--- TEXT PASSAGE Enclosed Below ---
The special events feature can also be used to model saving towards your kids' college in advance. In our example above, you may choose to set up a monthly event where you add $800 to your children's college fund each month, starting from next month until August 2028.
Much like college expenses, these are also best modeled using the special events feature of a retirement calculator. These include any major events in your child's life, such as their wedding, that you would like to help with.
We believe that healthcare expenses in general should be modeled separately, due to their unique growth pattern and relationship to age. There is an enormous amount of data and research available to help forecast healthcare costs, as this is of critical importance to insurance companies, large employers, and government policymakers. A retirement calculator should be able to develop a reasonable predictive model based on this data and research.
This is true for your children's healthcare costs as well as for your own.
There is one possible complication with regard to timing that you may need to watch out for.
— You specified in your retirement calculator that you will be supporting your daughter until August 2028 (when she goes to college).
--- End of Enclosed TEXT PASSAGE ---
(PROBLEM TO WORK ON):
Using the retirement calculator text, please explain in one to three sentences why healthcare expenses should be modeled separately.
--- INFORMATION GIVEN Enclosed Below ---
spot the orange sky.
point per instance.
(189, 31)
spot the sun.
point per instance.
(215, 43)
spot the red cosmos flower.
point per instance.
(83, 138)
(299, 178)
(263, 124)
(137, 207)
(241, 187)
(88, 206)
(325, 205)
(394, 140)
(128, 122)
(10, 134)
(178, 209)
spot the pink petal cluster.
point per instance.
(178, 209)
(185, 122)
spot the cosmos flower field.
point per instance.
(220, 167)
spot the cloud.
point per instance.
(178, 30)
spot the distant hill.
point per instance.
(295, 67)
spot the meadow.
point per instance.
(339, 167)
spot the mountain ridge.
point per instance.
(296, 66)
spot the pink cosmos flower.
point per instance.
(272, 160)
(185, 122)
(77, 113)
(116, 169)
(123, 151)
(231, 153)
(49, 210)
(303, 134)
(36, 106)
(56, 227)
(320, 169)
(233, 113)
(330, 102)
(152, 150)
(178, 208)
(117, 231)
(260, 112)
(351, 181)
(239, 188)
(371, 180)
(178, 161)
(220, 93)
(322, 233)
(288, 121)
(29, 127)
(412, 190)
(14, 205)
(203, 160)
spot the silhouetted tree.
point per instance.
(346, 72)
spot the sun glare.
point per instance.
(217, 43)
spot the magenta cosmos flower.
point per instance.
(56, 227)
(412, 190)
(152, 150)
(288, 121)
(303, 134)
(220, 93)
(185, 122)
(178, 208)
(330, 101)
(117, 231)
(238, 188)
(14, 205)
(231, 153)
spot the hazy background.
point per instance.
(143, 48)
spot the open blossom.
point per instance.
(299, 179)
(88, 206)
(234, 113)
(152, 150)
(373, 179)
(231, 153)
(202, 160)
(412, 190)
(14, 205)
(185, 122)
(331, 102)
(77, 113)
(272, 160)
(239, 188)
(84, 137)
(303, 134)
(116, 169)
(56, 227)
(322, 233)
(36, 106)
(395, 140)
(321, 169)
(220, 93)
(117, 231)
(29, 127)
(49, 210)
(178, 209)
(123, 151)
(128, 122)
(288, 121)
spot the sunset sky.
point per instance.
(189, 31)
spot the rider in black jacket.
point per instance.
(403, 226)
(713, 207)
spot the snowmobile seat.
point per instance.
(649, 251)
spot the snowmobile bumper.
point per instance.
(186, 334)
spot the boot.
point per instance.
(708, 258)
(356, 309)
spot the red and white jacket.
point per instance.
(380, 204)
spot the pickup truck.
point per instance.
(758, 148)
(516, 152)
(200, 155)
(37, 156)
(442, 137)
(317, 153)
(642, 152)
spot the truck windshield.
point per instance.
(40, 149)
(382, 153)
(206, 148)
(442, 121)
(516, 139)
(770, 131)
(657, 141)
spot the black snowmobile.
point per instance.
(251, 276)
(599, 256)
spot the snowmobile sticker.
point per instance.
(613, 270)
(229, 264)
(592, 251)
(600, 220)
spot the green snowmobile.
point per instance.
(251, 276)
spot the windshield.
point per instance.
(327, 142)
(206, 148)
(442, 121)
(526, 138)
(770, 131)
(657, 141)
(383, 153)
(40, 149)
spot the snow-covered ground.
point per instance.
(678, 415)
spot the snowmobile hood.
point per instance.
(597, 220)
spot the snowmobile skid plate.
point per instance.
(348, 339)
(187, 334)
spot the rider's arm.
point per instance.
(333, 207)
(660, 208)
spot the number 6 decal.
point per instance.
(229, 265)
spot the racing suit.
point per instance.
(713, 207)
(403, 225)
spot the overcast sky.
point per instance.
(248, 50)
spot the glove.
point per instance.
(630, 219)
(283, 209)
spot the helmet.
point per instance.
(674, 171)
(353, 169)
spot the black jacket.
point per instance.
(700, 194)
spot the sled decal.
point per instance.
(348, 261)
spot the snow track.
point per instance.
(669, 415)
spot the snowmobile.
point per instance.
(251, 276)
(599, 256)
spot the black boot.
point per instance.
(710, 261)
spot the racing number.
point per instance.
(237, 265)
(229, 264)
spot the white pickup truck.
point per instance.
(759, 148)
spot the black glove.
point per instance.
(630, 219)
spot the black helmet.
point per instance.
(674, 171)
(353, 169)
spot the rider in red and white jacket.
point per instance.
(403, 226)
--- End of Enclosed INFORMATION GIVEN ---
(EXERCISE SOLUTION):
Healthcare expenses should be modeled separately because they have a unique growth pattern and a particular relationship to age. Plenty of data and research exist for forecasting these costs, so a retirement calculator should be able to build a reasonable predictive model from them.